Stored data
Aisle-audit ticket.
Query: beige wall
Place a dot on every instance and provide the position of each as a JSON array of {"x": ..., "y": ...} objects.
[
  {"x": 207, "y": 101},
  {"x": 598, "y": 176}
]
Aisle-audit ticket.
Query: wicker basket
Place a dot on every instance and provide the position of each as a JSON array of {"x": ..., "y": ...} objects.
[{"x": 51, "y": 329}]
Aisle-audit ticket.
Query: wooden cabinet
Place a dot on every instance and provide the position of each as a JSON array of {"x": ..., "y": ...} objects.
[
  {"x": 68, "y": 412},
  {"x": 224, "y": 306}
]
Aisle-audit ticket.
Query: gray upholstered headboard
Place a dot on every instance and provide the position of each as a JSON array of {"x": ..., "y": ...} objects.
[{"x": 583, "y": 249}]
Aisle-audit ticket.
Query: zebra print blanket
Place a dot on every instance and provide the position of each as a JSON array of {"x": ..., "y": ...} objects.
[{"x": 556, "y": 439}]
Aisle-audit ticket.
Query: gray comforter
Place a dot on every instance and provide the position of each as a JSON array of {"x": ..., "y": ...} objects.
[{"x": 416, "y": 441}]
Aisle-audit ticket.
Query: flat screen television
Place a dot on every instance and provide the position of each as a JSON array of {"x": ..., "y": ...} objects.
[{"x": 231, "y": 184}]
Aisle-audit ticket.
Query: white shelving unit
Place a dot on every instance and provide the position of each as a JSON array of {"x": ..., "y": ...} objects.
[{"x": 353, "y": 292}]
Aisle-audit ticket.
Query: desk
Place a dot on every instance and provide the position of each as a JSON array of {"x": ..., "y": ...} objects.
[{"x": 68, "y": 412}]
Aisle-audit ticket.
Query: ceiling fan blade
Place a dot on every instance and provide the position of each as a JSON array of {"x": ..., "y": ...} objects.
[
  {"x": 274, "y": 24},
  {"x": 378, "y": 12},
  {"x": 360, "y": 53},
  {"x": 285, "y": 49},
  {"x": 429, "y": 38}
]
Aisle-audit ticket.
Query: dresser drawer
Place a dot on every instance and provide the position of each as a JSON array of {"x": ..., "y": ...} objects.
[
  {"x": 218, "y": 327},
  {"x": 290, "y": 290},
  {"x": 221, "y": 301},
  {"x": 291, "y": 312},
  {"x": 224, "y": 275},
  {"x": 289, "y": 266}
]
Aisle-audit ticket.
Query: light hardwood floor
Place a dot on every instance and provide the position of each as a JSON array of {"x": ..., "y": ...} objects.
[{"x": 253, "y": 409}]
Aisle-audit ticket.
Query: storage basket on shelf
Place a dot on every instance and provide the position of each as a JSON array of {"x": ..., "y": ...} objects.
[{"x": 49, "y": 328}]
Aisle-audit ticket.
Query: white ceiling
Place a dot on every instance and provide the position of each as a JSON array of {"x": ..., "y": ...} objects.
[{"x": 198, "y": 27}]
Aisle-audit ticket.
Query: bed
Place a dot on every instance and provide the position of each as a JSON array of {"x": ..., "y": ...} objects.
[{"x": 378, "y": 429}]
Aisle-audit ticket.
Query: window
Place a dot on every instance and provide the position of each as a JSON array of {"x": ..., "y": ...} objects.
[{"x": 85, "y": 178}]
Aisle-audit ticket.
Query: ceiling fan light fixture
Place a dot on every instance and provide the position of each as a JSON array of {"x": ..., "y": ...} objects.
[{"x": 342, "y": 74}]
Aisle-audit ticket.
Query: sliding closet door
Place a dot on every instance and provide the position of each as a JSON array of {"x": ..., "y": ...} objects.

▶ [Given problem]:
Which lines in the rows above contain the string "basket", with case counting? Find each one and copy it out in full.

▶ [Reply to the exercise]:
Query: wicker basket
Query: storage basket on shelf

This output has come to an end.